Dataset entries
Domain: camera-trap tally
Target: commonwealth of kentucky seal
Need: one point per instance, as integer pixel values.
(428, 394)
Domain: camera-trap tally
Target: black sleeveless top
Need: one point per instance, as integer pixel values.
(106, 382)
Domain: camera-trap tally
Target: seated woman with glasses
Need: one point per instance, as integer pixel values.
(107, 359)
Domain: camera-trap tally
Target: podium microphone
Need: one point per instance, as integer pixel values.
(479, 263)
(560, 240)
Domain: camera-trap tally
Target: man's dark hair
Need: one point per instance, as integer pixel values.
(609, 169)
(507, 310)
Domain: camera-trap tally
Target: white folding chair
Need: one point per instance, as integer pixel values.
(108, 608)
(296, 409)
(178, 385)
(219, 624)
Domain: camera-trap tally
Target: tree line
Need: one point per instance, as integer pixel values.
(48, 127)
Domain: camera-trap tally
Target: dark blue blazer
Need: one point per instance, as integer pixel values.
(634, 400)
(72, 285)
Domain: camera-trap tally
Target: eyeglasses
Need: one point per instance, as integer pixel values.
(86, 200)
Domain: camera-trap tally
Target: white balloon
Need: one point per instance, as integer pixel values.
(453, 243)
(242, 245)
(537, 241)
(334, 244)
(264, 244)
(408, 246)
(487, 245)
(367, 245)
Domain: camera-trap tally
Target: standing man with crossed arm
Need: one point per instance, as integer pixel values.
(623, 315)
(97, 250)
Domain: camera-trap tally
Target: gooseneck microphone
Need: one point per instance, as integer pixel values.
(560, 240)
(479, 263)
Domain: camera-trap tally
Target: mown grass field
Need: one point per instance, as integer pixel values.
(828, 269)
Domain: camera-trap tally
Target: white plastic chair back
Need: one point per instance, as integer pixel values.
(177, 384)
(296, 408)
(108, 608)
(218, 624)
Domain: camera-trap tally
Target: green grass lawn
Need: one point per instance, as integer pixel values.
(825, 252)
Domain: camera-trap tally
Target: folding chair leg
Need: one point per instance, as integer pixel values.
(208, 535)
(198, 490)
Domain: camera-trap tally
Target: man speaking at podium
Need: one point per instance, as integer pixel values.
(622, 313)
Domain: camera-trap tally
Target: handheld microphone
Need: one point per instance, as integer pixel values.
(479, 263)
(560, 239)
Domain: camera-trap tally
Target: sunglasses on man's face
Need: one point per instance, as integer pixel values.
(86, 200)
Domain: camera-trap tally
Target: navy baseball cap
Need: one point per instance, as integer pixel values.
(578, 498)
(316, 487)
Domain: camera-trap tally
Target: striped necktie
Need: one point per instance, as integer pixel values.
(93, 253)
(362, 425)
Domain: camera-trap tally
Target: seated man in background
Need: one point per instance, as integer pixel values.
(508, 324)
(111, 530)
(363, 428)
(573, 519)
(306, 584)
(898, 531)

__Required work__
If the string "grass" appears in a line of the entries, report the line.

__Task answer__
Target: mown grass field
Target: green grass lawn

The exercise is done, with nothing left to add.